## ОТРЫВОК:
Требование 150 тысяч долларов стало ударом не только для Хейердала. Это известие стало кошмаром как для Сола Лессера и РКО в США, так и для Олле Нордемара и «Артфильма» в Швеции. В принципе, они могли спрятаться за контракты, поскольку вся ответственность за содержание фильма лежала на Туре, и избежать потерь. Но в худшем случае, если весь фильм запретят к показу, они рисковали получить иск о компенсации от директоров американских кинотеатров, что вместе с судебными издержками составило бы сумму, гораздо превышавшую 150 тысяч долларов. Потому они посоветовали Туру согласиться с требованиями на этих условиях, чтобы показ фильма не приостановили{175}.

## ИСХОДНЫЕ СТРОКИ:
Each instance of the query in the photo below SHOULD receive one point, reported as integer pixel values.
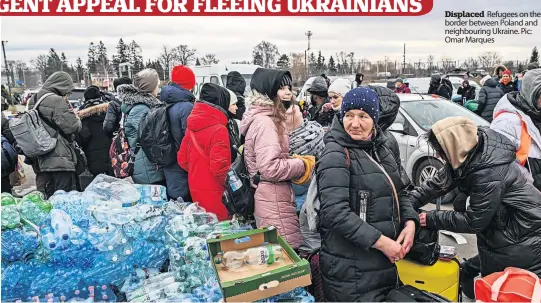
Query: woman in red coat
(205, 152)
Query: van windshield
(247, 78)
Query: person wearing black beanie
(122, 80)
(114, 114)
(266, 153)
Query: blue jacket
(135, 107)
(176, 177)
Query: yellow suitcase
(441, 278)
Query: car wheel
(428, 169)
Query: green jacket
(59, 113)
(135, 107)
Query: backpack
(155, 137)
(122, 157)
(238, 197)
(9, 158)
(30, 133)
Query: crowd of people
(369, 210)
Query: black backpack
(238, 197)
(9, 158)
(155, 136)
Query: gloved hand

...

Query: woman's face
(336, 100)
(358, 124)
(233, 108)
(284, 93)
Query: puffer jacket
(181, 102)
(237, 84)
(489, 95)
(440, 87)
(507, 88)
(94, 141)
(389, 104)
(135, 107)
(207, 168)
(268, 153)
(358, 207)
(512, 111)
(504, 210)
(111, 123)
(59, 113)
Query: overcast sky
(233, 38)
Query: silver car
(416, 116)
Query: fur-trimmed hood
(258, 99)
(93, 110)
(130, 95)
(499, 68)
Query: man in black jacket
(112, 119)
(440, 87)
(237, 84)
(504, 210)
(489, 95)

--

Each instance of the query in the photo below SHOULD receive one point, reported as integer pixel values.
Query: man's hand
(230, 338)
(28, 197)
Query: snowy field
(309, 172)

## ПОРЯДОК ВЫПОЛНЕНИЯ:
Приведите заново весь отрывок выше о требовании 150 тысяч долларов, не меняя в нем ни одного символа.

## РЕШЕНИЕ ЗАДАЧИ:
Требование 150 тысяч долларов стало ударом не только для Хейердала. Это известие стало кошмаром как для Сола Лессера и РКО в США, так и для Олле Нордемара и «Артфильма» в Швеции. В принципе, они могли спрятаться за контракты, поскольку вся ответственность за содержание фильма лежала на Туре, и избежать потерь. Но в худшем случае, если весь фильм запретят к показу, они рисковали получить иск о компенсации от директоров американских кинотеатров, что вместе с судебными издержками составило бы сумму, гораздо превышавшую 150 тысяч долларов. Потому они посоветовали Туру согласиться с требованиями на этих условиях, чтобы показ фильма не приостановили{175}.